Filter the entries below, keeping every line that has the word "image".

Stored records
**********

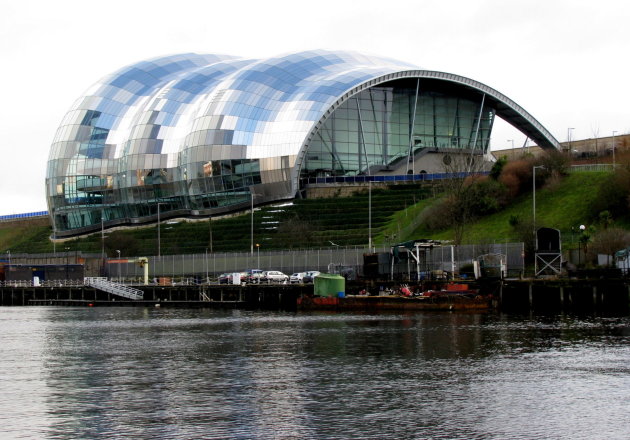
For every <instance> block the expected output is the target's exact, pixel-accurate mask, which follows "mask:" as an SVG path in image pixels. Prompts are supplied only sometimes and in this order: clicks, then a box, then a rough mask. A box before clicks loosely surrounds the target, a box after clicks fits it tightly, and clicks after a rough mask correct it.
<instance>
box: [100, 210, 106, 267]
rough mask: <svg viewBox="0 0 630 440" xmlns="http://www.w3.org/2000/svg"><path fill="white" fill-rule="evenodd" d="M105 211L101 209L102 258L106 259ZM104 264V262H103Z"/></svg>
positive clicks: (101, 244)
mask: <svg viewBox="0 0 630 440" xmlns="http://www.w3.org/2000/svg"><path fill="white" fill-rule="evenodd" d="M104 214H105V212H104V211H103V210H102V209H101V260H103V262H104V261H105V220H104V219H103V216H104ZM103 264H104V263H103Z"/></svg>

**********

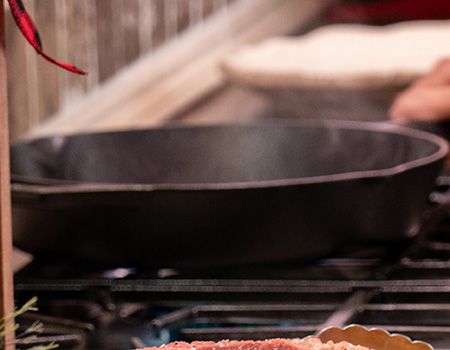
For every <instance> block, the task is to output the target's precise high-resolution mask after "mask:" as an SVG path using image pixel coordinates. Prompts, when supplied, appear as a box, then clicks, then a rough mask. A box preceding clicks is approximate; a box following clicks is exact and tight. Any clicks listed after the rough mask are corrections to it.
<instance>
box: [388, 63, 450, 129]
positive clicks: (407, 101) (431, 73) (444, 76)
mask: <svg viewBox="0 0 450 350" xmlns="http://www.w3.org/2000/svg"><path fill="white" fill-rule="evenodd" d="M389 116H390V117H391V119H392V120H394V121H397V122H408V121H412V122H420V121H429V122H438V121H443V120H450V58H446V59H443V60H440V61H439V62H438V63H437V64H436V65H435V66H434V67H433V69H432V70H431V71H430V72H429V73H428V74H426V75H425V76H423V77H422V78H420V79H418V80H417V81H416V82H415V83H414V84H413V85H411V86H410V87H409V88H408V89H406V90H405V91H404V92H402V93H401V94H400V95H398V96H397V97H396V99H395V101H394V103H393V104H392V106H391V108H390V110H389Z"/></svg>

**********

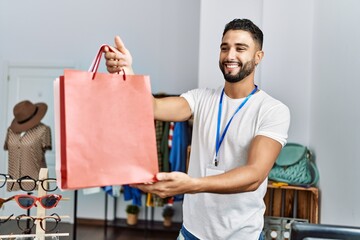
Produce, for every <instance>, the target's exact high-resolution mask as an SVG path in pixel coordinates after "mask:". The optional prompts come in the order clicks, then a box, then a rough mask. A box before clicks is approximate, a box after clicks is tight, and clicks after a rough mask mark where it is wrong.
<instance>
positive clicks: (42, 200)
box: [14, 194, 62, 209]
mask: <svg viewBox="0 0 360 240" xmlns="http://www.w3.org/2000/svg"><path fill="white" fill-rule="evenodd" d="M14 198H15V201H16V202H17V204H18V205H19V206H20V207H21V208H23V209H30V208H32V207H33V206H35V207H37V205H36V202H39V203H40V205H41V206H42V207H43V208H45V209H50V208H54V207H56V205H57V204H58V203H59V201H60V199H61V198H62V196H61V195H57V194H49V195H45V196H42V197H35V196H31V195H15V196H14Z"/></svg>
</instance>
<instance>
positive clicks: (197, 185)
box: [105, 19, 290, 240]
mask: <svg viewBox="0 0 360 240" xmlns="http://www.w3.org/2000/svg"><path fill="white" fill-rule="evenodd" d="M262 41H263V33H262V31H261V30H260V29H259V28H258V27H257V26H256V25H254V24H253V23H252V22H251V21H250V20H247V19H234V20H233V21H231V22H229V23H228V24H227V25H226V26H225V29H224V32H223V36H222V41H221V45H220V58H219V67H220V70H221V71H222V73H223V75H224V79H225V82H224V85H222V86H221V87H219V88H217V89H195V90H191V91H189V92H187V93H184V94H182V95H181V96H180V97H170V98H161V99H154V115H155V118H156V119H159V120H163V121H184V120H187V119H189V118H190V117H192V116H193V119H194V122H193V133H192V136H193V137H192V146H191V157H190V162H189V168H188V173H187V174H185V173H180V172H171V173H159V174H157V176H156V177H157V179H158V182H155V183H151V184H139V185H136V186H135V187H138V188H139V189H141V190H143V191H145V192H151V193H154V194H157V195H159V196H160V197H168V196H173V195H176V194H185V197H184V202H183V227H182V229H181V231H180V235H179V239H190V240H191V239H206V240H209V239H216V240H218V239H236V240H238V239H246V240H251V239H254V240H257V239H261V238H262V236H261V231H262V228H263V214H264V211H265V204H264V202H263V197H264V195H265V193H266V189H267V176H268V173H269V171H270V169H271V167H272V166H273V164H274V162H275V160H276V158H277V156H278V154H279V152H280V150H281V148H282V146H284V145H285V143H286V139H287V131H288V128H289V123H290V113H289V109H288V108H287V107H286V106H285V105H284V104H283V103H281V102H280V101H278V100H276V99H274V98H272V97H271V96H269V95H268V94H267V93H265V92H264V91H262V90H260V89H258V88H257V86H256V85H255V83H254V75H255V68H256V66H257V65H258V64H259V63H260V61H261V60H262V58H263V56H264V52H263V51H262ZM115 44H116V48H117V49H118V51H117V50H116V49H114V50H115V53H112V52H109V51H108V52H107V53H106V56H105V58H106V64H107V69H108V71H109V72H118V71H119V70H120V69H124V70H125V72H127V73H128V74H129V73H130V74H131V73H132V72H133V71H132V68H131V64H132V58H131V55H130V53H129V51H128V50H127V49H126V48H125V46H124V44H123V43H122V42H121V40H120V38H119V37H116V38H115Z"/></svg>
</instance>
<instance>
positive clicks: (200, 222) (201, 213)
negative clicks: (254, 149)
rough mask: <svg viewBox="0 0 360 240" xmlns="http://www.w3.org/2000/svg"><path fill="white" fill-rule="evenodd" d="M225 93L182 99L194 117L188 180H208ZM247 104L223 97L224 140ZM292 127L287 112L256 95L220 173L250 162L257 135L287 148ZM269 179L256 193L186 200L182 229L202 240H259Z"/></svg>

**********

### Answer area
For every <instance> block the expected output is the target's exact, pixel-accurate mask, which follows "mask:" as an SVG path in image pixels. Prompts are supplied only sometimes and in this order: clicks, then a box, then a rough mask. A box before clicks loosely surrounds the target, a box after clicks fits it tightly, and clicks after a rough mask correct it.
For every <instance> block, the task is to output the target's precise high-resolution mask after "mask:" as an SVG path using image pixel coordinates. Prompts, when supplied, appear as a box, then clicks, then a rough mask. A box preceding clicks is approximate; a box following clicks is exact and tight. Any clicks listed after the rough mask are corrections to it.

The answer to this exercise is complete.